** EXTRAIT RETENU **
------------------------------------

JP Bigot a écrit :Je suis un peu bleuffé de votre réactivité... de votre intérêt... et de vos observations.
C'est la magie du travail collaboratif asynchrone à distance ;)
Comme vous avez pu le découvrir, il s'agit ici de nos forums de travail. Le ton y est volontairement… direct… afin d'éviter toute ambiguïté. Les (mauvaises) critiques ne sont pas du tout personnelles, mais simplement des ressentis exprimés de façon plus ou moins construite, selon le temps disponible et la motivation de chacun.
JP Bigot a écrit :Maintenant, la question de fond. La justice n'est pas pertinente pour des délits de cybercriminalité, cad la grande masse des phishing, des loteries bidon, des nigérianes, des ventes de contrefaçon de médicaments ou de produits de luxe, etc... Ils sont inaccessibles et sourds aux injonctions. Pourquoi aller devant un juge pour cela ? L'autorité devrait être dotée d'une certaine autonomie pour pouvoir agir. C'est pareil pour aider des victimes d'images dégradantes, il faut pouvoir agir vite.
Préconiser l'obligation d'une décision judiciaire dans ce domaine, c'est équivalent à ne rien faire contre la cybercriminalité.
À mon sens, la justice est tout à fait compétente pour ce genre de choses : elle n'a simplement pas les moyens de mettre en œuvre ce que lui demande le législateur. Ainsi, l'argent servant à financer la HAN pourrait être utilisé pour faire fonctionner une structure interne à la justice, spécialisée dans les questions « quotidiennes » (c'est à dire qui exclu le grand banditisme et l'international) du numérique. L'indépendance d'une haute autorité pour faire ce travail ne me semble pas la meilleure solution pour simplifier les étapes. En effet, il faudrait alors gérer les aller-retours entre la HAN et la justice (contestation, appel, procédure au civil, arrangement à l'amiable, etc).
La justice peut-être très rapide, si on lui donne les moyens nécessaires. Nullement besoin d'une structure indépendante pour cela.
JP Bigot a écrit :Concernant les "administrations qui travaillent dans leur coin"..
Je pense en effet que la régulation d'internet est dispersée, et que cette dispersion fait courir des risques, et est inefficace. Des risques car chaque administration aurait sa propre interprétation du droit..
Effectivement, le problème des interprétations et jurisprudences en contradiction est un réel problème que le rassemblement des entités actuelles permettrait de résoudre.
JP Bigot a écrit :D'une façon plus générale, le débat se cristallise sur la question sensible du blocage.
Les parlementaires sont en train d'évoluer lentement sur cette question : à force d'explications et de « nez dans le caca », ils se rendent compte qu'il est impossible techniquement de mettre en œuvre certaines idées. Souvenons-nous de la remarques des informaticiens : « Le net traite la censure comme un incident, et met en place des chemins de contournement ».

------------------------------------

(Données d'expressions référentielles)
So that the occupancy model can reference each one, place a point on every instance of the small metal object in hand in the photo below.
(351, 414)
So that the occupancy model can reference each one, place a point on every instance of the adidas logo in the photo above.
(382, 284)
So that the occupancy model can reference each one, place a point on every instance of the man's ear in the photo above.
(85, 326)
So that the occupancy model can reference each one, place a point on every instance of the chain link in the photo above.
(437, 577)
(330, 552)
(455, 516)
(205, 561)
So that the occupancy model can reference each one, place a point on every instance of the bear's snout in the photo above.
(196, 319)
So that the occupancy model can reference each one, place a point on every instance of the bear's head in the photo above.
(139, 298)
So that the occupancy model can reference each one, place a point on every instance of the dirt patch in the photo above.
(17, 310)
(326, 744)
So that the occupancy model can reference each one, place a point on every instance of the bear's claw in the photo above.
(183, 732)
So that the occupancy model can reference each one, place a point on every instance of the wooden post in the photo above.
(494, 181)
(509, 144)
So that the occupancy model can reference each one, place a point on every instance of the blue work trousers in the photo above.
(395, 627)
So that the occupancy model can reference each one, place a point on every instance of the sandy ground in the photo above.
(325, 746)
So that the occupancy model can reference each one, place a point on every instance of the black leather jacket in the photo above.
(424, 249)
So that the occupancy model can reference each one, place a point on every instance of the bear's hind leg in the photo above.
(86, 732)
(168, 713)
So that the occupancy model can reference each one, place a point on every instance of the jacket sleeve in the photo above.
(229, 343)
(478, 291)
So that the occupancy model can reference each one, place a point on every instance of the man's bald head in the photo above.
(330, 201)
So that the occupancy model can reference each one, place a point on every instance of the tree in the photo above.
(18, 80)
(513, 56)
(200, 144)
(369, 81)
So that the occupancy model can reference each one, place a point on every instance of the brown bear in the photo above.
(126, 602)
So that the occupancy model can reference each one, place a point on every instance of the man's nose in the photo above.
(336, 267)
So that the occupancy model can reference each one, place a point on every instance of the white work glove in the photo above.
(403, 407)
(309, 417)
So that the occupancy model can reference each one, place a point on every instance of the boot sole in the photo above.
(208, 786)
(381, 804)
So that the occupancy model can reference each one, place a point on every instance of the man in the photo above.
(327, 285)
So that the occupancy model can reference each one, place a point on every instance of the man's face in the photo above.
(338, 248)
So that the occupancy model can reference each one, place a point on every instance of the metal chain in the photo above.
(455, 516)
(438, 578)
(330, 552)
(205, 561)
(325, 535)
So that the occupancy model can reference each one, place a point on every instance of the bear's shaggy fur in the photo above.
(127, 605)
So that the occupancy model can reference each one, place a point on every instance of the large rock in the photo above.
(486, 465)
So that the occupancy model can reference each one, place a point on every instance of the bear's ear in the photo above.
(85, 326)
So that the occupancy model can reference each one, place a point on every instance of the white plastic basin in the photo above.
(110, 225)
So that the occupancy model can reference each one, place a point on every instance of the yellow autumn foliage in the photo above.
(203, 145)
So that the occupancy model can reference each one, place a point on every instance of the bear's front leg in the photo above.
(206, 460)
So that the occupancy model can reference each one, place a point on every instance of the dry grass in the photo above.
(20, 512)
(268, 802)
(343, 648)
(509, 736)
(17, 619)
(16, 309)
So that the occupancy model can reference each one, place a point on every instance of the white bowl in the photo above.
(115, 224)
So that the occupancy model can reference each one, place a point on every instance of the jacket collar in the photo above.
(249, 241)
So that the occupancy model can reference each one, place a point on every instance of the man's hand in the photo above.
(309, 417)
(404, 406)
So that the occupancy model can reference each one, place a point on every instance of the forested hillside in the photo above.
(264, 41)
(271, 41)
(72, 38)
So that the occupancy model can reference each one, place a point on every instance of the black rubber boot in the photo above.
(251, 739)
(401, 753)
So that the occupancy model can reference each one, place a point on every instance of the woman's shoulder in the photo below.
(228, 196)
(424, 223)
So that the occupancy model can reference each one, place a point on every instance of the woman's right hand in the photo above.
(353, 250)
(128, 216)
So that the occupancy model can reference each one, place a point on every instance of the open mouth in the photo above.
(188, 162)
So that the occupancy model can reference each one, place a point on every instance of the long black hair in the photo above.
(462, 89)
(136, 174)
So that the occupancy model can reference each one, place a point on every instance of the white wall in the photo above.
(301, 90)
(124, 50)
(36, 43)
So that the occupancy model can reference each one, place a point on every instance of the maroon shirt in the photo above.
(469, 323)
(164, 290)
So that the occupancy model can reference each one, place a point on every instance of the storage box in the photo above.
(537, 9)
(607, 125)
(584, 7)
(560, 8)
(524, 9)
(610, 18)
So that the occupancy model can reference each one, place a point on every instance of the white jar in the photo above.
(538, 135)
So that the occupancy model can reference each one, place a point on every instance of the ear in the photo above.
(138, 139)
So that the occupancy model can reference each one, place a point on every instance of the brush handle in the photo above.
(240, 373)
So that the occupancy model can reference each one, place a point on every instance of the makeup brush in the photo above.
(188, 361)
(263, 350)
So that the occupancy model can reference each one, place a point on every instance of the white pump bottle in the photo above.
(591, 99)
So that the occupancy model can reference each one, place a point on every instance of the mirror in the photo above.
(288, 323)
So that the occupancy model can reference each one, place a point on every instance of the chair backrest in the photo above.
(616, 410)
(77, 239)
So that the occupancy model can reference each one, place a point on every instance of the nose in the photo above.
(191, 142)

------------------------------------

** TÂCHES À RÉALISER **
1. Renvoyez tel quel le passage de l'extrait qui commence par les mots « À mon sens, la » et finit par « indépendante pour cela. ».
2. Répondez aux questions suivantes à partir de l'extrait.
(a) Comment le ton des forums de travail est-il décrit ?
(b) À quoi l'argent servant à financer la HAN pourrait-il être utilisé ?
(c) D'après la remarque des informaticiens citée, comment le net traite-t-il la censure ?
3. Citez tous les exemples d'allers-retours entre la HAN et la justice que l'extrait mentionne entre parenthèses.

** CORRIGÉ DES TÂCHES **
1.
À mon sens, la justice est tout à fait compétente pour ce genre de choses : elle n'a simplement pas les moyens de mettre en œuvre ce que lui demande le législateur. Ainsi, l'argent servant à financer la HAN pourrait être utilisé pour faire fonctionner une structure interne à la justice, spécialisée dans les questions « quotidiennes » (c'est à dire qui exclu le grand banditisme et l'international) du numérique. L'indépendance d'une haute autorité pour faire ce travail ne me semble pas la meilleure solution pour simplifier les étapes. En effet, il faudrait alors gérer les aller-retours entre la HAN et la justice (contestation, appel, procédure au civil, arrangement à l'amiable, etc).
La justice peut-être très rapide, si on lui donne les moyens nécessaires. Nullement besoin d'une structure indépendante pour cela.

2.
(a) Le ton y est volontairement direct, afin d'éviter toute ambiguïté.
(b) Il pourrait servir à faire fonctionner une structure interne à la justice, spécialisée dans les questions « quotidiennes » du numérique.
(c) Il la traite comme un incident et met en place des chemins de contournement.

3.
contestation
appel
procédure au civil
arrangement à l'amiable